Text shown.
::::

Homs, Aleppo, Daraya, besieged Enclaves bombarded by Syrian regime before Ghouta

Photo showing smoke rises from the rebel held besieged town of Hamouriyeh, eastern Ghouta, near Damascus, Feb 21, 2018. (Reuters)

BEIRUT: Before Eastern Ghouta there was Homs, Aleppo, Daraya — rebel towns and enclaves that the Syrian regime pounded and besieged, forcing fighters to give up their arms and civilians to flee.

Syria’s third city Homs was dubbed the “capital of the revolution,” after anti-government protests erupted in March 2011, but from 2012 it came under a two-year siege.
In 2014, rebels cornered by advancing regime forces agreed to be evacuated, although the government went on to besiege Waer, the last remaining opposition-held district in the city.
During the siege nearly 2,200 people were killed in the Homs’s Old City, according to the Syrian Observatory For Human Rights.
In the historic center of the city, completely in ruins, those remaining had virtually nothing left to eat and lived off grass and dry foods.
Between March and May 2017, thousands of rebels and civilians fled the district of Waer, allowing the regime’s forces to retake full control of Homs.

Once Syria’s commercial hub, Aleppo was devastated by more than four years of fighting, particularly along the front line that separated the rebel-held east from the government-held west.
Early in 2016, the regime’s forces, supported by Lebanese movement Hezbollah and Russian warplanes, launched an offensive in Aleppo.

::::

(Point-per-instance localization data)
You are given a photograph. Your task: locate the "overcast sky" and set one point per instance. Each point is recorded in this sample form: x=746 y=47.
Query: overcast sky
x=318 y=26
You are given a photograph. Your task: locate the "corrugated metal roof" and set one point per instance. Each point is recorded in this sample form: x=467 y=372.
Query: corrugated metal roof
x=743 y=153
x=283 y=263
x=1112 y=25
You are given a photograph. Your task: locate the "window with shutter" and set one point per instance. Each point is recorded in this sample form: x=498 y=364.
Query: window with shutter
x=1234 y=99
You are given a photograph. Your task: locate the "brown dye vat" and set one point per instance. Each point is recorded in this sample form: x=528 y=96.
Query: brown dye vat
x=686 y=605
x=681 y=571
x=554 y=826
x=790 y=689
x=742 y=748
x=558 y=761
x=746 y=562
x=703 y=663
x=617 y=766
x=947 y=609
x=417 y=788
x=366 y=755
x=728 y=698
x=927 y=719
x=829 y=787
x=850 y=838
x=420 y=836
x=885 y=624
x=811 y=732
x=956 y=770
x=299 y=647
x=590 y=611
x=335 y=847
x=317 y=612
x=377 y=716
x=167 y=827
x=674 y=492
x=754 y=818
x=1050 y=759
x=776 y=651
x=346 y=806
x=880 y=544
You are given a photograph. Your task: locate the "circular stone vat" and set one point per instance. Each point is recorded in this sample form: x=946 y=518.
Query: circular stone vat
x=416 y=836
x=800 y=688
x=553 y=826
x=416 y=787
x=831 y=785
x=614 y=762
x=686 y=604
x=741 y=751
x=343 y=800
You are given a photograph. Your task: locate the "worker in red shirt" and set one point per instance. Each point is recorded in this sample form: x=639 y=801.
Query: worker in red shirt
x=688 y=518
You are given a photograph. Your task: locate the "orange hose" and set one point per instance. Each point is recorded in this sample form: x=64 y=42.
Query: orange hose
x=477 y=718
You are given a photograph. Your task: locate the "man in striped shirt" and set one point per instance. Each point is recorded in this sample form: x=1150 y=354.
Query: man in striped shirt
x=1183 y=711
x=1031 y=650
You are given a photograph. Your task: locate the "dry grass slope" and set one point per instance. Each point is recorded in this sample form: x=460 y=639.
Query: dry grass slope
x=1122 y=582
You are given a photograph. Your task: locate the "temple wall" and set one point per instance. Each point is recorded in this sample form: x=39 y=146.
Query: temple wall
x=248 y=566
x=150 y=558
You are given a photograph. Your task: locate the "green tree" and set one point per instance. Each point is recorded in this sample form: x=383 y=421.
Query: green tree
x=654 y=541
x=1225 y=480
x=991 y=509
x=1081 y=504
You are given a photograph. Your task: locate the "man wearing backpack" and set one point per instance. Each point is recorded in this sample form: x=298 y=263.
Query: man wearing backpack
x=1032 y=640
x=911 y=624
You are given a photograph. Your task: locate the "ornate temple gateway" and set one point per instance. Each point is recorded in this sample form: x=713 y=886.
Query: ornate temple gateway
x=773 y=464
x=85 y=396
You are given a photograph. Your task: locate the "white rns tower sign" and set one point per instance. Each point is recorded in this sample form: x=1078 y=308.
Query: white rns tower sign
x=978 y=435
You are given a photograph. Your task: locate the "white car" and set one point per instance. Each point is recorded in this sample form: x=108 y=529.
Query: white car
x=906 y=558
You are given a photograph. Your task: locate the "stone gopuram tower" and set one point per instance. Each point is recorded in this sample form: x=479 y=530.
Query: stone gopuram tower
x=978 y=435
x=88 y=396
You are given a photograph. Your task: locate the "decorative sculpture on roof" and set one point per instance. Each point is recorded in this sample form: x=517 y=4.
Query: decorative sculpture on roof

::::

Tasks for this exercise.
A. According to the text on the besieged Syrian enclaves, how many people were killed in the Old City of Homs during the siege?
B. Write a continuation of the text on the besieged Syrian enclaves, beginning after its final sentence.
The data above is not required for any of the tasks.

Answers for this exercise.
A. Nearly 2,200 people, according to the Syrian Observatory for Human Rights.

B.
Much of the city was reduced to wasteland.
Rebel districts were under near-continuous siege by the army. Heavy shelling by the army destroyed all established hospitals in the area.
Towards the end of 2016, after a month of respite, bombardments picked up again and international observers talked about “crimes against humanity” committed by the regime and its Russian allies.
In December 2016, the Syrian army declared it was in full control of Aleppo.

Daraya was one of the first towns in Syria to erupt in demonstrations against the government in 2011; it also became one of the first to be placed under a strict regime siege in 2012.
The Syrian army recaptured the town in 2016 after the evacuation of thousands of rebels and civilians who had been under a relentless siege and incessant bombardment.
In 2017, the army recaptured the region of Wadi Barada near Damascus as well as several rebel districts in the capital.
Thousands of civilians and fighters were bussed to the northwestern province of Idlib.
In recent months, the regime has recaptured several rebel areas around Damascus under so-called “reconciliation” deals involving the evacuation of fighters in exchange for an end to bombardments and sieges.
In a report titled “We leave or we die,” Amnesty analyzed four local accords which the rights body said were preceded by unlawful sieges and bombardment aimed at forcing civilians to abandon their homes.
“The Syrian government and, to a lesser degree, armed opposition groups have enforced sieges on densely populated areas, depriving civilians of food, medicine and other basic necessities in violation of international humanitarian law,” Amnesty said.